__INSTRUCTION__
Update the part of the records that opens with the line containing "Expected: for every instance of the yellow sticker" and closes with the line containing "[[666, 284], [652, 264]]". Replace "sticker" with "decal", change nothing else, and return only those lines.
[MATERIAL PROVIDED start]
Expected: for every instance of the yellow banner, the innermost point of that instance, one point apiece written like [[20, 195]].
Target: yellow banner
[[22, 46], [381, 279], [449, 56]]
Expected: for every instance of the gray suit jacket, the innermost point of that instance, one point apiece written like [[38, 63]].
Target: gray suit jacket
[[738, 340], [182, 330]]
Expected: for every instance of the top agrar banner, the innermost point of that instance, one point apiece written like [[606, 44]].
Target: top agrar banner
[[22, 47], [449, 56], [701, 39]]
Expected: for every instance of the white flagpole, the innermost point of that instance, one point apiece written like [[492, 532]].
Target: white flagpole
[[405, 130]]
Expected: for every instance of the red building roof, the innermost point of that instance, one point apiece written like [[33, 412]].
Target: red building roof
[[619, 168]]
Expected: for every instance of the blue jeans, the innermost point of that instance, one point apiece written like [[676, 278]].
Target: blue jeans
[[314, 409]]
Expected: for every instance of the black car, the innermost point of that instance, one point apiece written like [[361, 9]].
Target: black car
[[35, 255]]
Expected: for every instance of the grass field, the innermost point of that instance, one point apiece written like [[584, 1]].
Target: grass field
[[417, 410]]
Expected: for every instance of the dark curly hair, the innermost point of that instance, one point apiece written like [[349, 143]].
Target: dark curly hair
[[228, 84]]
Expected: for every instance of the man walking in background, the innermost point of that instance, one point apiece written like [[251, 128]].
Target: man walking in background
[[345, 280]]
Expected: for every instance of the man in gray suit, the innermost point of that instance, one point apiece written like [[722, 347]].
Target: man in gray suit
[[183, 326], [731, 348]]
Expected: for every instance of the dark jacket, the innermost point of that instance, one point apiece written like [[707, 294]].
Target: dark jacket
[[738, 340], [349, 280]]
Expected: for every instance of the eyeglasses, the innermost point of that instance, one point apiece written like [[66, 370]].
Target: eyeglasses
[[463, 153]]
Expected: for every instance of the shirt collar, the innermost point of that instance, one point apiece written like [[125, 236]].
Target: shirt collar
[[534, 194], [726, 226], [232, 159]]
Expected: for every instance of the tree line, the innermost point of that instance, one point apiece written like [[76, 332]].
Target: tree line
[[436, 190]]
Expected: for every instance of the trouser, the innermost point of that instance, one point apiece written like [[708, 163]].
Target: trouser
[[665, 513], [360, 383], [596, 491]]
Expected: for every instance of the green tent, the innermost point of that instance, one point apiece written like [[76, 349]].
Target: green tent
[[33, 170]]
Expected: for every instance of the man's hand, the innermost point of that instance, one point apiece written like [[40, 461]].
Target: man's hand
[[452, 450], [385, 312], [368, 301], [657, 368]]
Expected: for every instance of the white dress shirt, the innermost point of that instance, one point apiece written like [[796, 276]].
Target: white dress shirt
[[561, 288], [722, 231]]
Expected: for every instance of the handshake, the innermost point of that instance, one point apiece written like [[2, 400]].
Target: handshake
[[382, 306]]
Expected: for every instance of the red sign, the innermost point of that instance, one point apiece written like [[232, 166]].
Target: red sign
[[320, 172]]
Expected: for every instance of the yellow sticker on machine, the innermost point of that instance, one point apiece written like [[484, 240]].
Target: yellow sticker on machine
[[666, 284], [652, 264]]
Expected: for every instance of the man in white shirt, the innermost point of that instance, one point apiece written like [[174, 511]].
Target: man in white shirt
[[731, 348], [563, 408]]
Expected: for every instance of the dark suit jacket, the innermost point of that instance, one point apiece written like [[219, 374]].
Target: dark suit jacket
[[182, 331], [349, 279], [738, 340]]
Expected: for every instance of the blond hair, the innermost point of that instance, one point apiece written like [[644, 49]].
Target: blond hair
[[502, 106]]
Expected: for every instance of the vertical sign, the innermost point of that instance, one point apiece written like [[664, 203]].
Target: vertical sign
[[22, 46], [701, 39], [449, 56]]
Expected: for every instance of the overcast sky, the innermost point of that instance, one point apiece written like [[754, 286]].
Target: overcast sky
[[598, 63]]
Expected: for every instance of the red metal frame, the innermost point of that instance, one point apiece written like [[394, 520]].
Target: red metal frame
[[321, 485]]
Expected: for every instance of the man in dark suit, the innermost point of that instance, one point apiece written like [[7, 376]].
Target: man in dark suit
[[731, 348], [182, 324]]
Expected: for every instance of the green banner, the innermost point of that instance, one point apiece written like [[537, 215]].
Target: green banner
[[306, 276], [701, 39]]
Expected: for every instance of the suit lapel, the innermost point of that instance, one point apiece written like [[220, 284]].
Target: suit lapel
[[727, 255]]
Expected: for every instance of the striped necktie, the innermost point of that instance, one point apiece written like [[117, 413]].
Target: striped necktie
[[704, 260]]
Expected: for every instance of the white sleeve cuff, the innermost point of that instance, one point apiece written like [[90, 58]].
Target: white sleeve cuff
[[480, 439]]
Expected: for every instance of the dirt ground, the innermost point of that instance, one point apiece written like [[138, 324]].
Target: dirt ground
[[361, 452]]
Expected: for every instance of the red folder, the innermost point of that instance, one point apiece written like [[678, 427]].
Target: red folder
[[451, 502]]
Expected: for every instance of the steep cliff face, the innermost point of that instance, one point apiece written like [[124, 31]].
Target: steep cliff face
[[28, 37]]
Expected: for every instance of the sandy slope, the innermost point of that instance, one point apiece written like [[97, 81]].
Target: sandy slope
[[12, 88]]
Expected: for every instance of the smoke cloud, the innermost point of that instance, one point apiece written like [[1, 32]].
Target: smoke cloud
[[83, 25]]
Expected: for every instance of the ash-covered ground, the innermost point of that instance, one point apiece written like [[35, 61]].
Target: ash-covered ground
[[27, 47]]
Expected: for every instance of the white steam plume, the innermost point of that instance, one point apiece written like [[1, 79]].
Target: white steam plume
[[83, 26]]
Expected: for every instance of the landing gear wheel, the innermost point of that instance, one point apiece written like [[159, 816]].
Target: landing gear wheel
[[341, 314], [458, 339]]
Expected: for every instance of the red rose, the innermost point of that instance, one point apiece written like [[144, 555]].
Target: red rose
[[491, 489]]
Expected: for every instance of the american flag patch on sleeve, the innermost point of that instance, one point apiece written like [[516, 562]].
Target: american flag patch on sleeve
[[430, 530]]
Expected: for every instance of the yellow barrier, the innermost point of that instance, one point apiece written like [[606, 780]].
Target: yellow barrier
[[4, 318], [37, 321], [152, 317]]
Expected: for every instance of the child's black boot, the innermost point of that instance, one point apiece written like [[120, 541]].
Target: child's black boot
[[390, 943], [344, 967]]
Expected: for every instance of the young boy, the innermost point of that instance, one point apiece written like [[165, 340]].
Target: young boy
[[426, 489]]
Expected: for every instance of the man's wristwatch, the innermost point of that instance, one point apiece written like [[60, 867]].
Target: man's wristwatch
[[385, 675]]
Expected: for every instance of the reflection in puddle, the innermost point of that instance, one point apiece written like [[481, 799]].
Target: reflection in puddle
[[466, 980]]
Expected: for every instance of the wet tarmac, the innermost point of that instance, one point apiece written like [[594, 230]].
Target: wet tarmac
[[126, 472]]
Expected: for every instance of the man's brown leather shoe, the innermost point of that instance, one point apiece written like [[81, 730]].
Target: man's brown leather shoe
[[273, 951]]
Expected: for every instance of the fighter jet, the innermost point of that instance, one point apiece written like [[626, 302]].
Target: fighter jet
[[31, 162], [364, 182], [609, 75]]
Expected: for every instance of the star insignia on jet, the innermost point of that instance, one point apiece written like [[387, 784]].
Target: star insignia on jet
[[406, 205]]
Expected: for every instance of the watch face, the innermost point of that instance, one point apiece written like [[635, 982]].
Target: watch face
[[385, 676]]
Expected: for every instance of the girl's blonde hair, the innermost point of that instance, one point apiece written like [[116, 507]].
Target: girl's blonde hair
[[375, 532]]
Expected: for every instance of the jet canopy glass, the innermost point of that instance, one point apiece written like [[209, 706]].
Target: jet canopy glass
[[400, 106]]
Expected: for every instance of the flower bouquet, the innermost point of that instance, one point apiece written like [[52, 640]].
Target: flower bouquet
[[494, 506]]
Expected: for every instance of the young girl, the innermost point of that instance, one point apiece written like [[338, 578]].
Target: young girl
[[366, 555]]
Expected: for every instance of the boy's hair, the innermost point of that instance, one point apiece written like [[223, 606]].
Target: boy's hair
[MATERIAL PROVIDED end]
__TASK OUTPUT__
Expected: for every instance of the yellow decal on machine, the innermost point of that instance, one point apiece written like [[484, 240]].
Target: yellow decal on machine
[[666, 284], [652, 264]]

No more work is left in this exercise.